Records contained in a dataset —
****************************************
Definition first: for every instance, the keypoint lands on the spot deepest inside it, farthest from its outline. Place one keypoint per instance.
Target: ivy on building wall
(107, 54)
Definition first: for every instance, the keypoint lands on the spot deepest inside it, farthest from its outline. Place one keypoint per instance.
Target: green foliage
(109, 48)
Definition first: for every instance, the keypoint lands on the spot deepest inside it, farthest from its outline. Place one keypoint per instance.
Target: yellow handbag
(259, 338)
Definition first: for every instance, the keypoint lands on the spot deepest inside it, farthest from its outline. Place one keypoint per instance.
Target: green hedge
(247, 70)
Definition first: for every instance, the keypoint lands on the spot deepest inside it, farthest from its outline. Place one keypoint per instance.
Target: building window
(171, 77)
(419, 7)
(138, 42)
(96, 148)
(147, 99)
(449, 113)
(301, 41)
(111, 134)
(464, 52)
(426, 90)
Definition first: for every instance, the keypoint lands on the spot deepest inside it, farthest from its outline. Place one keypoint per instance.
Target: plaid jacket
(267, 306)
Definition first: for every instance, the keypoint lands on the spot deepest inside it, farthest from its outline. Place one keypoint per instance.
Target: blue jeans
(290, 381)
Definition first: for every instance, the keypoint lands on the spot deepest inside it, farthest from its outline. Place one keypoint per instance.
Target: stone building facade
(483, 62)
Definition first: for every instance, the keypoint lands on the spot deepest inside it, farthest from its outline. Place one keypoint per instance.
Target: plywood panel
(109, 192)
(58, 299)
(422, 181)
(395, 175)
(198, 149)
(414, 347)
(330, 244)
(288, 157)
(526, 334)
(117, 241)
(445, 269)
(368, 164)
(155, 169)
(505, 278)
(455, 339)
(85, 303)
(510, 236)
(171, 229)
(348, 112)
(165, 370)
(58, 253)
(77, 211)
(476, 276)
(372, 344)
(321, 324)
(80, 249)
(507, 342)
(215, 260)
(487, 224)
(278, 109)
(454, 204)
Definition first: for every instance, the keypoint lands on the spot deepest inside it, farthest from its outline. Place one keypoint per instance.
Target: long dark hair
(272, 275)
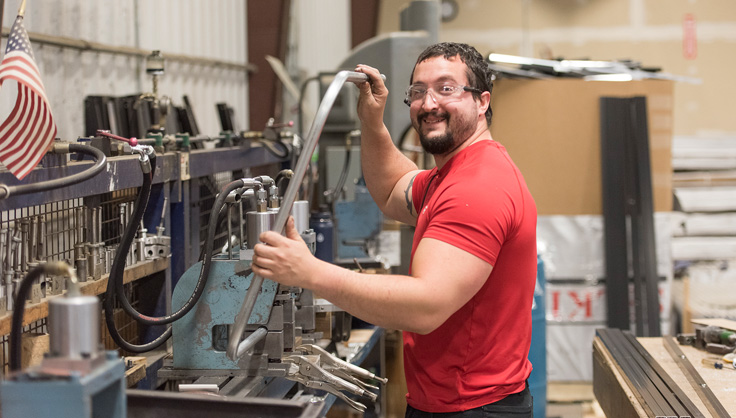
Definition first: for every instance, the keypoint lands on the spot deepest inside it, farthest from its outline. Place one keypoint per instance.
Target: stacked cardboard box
(551, 129)
(704, 228)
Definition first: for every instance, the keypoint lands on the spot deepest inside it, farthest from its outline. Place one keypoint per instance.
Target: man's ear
(484, 102)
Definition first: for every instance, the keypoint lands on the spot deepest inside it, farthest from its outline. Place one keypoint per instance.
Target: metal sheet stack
(704, 229)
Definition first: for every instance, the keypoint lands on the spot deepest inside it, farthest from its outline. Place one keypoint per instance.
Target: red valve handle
(132, 141)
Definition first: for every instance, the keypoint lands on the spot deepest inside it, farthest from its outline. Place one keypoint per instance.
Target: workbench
(617, 399)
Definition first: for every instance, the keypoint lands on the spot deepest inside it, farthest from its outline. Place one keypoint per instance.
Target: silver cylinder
(257, 223)
(300, 212)
(74, 327)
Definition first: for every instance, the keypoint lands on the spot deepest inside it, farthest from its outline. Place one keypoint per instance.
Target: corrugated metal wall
(201, 28)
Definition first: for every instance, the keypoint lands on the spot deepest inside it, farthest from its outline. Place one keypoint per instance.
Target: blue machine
(538, 349)
(358, 224)
(201, 336)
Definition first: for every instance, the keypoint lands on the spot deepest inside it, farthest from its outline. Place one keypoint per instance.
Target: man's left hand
(284, 259)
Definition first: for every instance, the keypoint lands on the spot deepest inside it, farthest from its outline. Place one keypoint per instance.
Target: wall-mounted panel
(197, 28)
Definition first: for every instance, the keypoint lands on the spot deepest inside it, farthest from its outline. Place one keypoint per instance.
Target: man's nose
(429, 101)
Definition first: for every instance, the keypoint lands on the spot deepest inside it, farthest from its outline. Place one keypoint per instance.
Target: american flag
(29, 130)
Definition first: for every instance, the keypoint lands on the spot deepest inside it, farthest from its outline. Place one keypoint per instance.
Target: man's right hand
(372, 101)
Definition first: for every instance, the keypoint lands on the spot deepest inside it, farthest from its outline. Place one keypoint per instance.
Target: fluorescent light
(609, 77)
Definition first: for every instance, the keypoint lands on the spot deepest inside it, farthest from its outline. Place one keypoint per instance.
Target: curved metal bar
(241, 320)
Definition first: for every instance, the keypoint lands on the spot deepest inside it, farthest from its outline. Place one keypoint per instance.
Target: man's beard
(445, 142)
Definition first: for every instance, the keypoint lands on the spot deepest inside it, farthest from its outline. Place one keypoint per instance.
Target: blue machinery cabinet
(538, 349)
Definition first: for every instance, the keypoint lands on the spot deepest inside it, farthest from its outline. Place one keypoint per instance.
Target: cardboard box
(551, 129)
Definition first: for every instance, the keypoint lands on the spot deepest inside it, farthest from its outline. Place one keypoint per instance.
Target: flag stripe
(11, 124)
(38, 133)
(29, 130)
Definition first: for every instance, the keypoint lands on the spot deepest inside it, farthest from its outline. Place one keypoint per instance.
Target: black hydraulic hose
(114, 289)
(21, 295)
(100, 161)
(59, 148)
(203, 274)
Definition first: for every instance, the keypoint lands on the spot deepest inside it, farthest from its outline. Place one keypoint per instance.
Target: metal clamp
(343, 369)
(307, 371)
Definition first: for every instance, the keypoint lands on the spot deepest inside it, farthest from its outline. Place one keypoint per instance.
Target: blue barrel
(538, 349)
(321, 223)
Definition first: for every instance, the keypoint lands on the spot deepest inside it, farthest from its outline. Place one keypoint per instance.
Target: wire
(99, 164)
(271, 147)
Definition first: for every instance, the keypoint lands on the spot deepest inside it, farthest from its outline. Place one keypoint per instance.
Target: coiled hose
(115, 291)
(16, 325)
(115, 284)
(59, 148)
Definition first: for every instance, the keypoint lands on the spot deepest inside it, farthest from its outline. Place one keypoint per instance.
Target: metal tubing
(240, 225)
(229, 232)
(241, 320)
(41, 241)
(251, 341)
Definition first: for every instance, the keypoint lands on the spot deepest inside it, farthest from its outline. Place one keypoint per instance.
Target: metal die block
(36, 293)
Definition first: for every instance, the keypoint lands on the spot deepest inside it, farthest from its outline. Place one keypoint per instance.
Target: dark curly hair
(480, 75)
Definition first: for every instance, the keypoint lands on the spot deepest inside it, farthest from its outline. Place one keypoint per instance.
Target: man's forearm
(389, 301)
(383, 164)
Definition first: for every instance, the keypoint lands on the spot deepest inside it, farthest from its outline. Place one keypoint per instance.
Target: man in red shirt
****************************************
The problem —
Output each record exactly as it appears, but not the pictures.

Response to the exercise —
Definition first: for every instance, the keypoint lands on the spot deepest inside it, farthest from its outline. Place one keypoint per instance.
Target: ivy on building wall
(107, 54)
Definition first: for every instance, the keypoint lands on the spot deepest inside it, farthest from its outline. Place one keypoint per instance.
Target: green foliage
(109, 48)
Definition first: for every instance, the keypoint lands on the spot deepest inside it, farthest from its outline. Place one keypoint per instance.
Target: yellow handbag
(259, 338)
Definition first: for every instance, the keypoint lands on the spot deepest inside it, farthest from its outline. Place one keypoint per instance.
Target: green hedge
(247, 70)
Definition first: for every instance, the keypoint lands on the spot deepest inside it, farthest from its outline. Place one keypoint per instance.
Target: building window
(171, 77)
(419, 7)
(138, 42)
(96, 148)
(147, 99)
(449, 113)
(301, 41)
(111, 134)
(464, 52)
(426, 90)
Definition first: for every instance, the keypoint lands on the spot deepest inside it, farthest from its outline. Place one keypoint per instance.
Target: plaid jacket
(267, 306)
Definition first: for every instance, the keypoint lands on the spot deepest inside it, farthest from its outline. Place one keypoint per instance.
Target: blue jeans
(290, 381)
Definition first: for every instance, the keypoint lands on the spot deepest inside it, farthest from its outline. Place one keypoint per instance.
Target: stone building facade
(483, 62)
Definition first: for every instance, the keypoint lands on the spot deepest inside it, farthest from its outline. Place one keypoint per instance.
Target: plywood panel
(109, 192)
(58, 299)
(422, 181)
(395, 175)
(198, 149)
(414, 347)
(330, 244)
(288, 157)
(526, 334)
(117, 241)
(445, 269)
(368, 164)
(155, 169)
(505, 278)
(455, 339)
(85, 303)
(510, 236)
(171, 229)
(348, 112)
(165, 370)
(58, 253)
(77, 211)
(476, 276)
(372, 344)
(321, 324)
(80, 249)
(507, 342)
(215, 260)
(487, 224)
(278, 109)
(454, 204)
Definition first: for every instance, the keypoint lands on the spot deepest inside it, farthest from its outline. Place one keypoint per instance.
Target: long dark hair
(272, 275)
Definition first: for every instance, the keypoint lands on the spot deepest inside it, farthest from its outline. Place one keypoint per instance.
Target: stacked cardboard box
(551, 129)
(704, 228)
Definition first: for every instance, the keypoint lands on the spot deepest inside it, farthest from its outline. Place one keypoint per instance.
Target: man's ear
(484, 102)
Definition first: for every instance, the keypoint lands on the spot deepest inside it, farthest from its outline. Place one keypoint per instance.
Target: metal sheet stack
(704, 229)
Definition first: for every instance, the keypoint lands on the spot deepest inside it, farthest from its outline. Place one keypoint per instance.
Target: red valve handle
(132, 141)
Definition first: for every instance, the keypoint lands on the spot deepest inside it, farthest from its outline. Place one keypoint per instance.
Target: workbench
(617, 399)
Definition first: for every instance, the keypoint lands on the spot deepest inside it, farthest from its outline. Place one keypoint per instance.
Target: silver cylinder
(257, 223)
(300, 212)
(74, 327)
Definition first: for every instance, the keypoint lands on the spot deepest inside it, farthest from its outline. Place one keypoint per instance.
Target: corrugated metal wall
(201, 28)
Definition first: for every instance, the keypoint lands on the spot deepest inside it, farthest from its outline. Place one keypoint per instance.
Target: blue machine
(538, 349)
(358, 224)
(201, 336)
Definition first: for every instance, the keypoint lands on the spot deepest inside it, farthest from its outline. Place one keypoint per instance.
Target: man's left hand
(284, 259)
Definition first: for every instance, the keypoint lands on the spot deepest inside it, farthest from its outline. Place one keypoint per instance.
Target: wall-mounted panel
(197, 28)
Definition first: for every instance, the keypoint lands on the spot deepest inside it, farthest from its outline. Place one keypoint per instance.
Target: man's nose
(429, 101)
Definition first: for every instance, the keypoint lands on the spot deepest inside it, farthest from its outline. Place one keypoint per instance.
Target: american flag
(29, 130)
Definition first: for every instance, the keypoint lands on the spot deepest inside it, farthest from its outline. Place one keypoint per instance.
Target: man's right hand
(372, 101)
Definition first: for every instance, the keypoint lands on the spot deepest inside it, farthest from its outline. Place one keypoint per instance.
Target: fluorescent light
(609, 77)
Definition first: for every instance, the keypoint lands on the spot deepest inside it, farthest from its outline. Place one keypoint per instance.
Target: curved metal bar
(241, 320)
Definition first: for every instance, the keypoint lands on the spot deepest inside it, farthest from its outline. Place one keypoint per instance.
Target: man's beard
(445, 142)
Definition first: for every instance, the keypoint lands on the spot deepest inside it, farthest from its outline. Place one keypoint per instance.
Target: blue machinery cabinet
(538, 349)
Definition first: for every instance, the keypoint lands on the spot deepest inside it, farthest from its outline. Place one keypoint per instance.
Target: cardboard box
(551, 129)
Definition first: for every instance, the keypoint lands on the spot deepest inside it, farthest from its outline. Place one keypoint per instance.
Target: flag stripe
(11, 124)
(38, 133)
(29, 130)
Definition first: for every instance, the keypoint lands on the spot deepest inside it, farthest from its outline. Place one keypoint per instance.
Target: black hydraulic hose
(114, 289)
(21, 295)
(100, 161)
(59, 148)
(203, 274)
Definition first: for every instance, the keypoint lands on the spot deepest inside it, farthest from its outline. Place one keypoint per instance.
Target: metal clamp
(343, 369)
(307, 371)
Definition first: for every instance, the keypoint lands on the spot deepest inside it, farthest from its outline. Place one keypoint per instance.
Target: blue barrel
(538, 349)
(321, 223)
Definition first: for every instance, the keypoint lands on the spot deepest inside it, farthest from its outline. Place one keypoint per instance.
Target: wire
(99, 164)
(271, 147)
Definition first: for every instance, the keypoint lands on the spot deepest inside it, farthest from its outline. Place one keypoint per instance.
Target: coiled hose
(115, 291)
(16, 325)
(115, 284)
(59, 148)
Definition first: for every instance, the keypoint lands on the spot deepest inside it, farthest from its outline. Place one keypoint per instance.
Target: metal tubing
(240, 225)
(229, 232)
(241, 320)
(41, 241)
(251, 341)
Definition first: for every instance, the keypoint lands on the spot deepest inside it, farthest from its outline. Place one keypoint per instance.
Target: metal die block
(36, 293)
Definition first: for every instance, the keypoint lands on the spot deepest inside it, farthest from its outline. Place one keypoint per instance.
Target: dark curly hair
(480, 75)
Definition first: for every instance, the keypoint lands on the spot deepest inside it, farthest from its outline. Place one keypoint per instance.
Target: man's forearm
(389, 301)
(383, 164)
Definition first: for every instance, the keypoint lands on the spot deepest inside it, farthest from its outline. Place one keypoint per instance.
Target: man in red shirt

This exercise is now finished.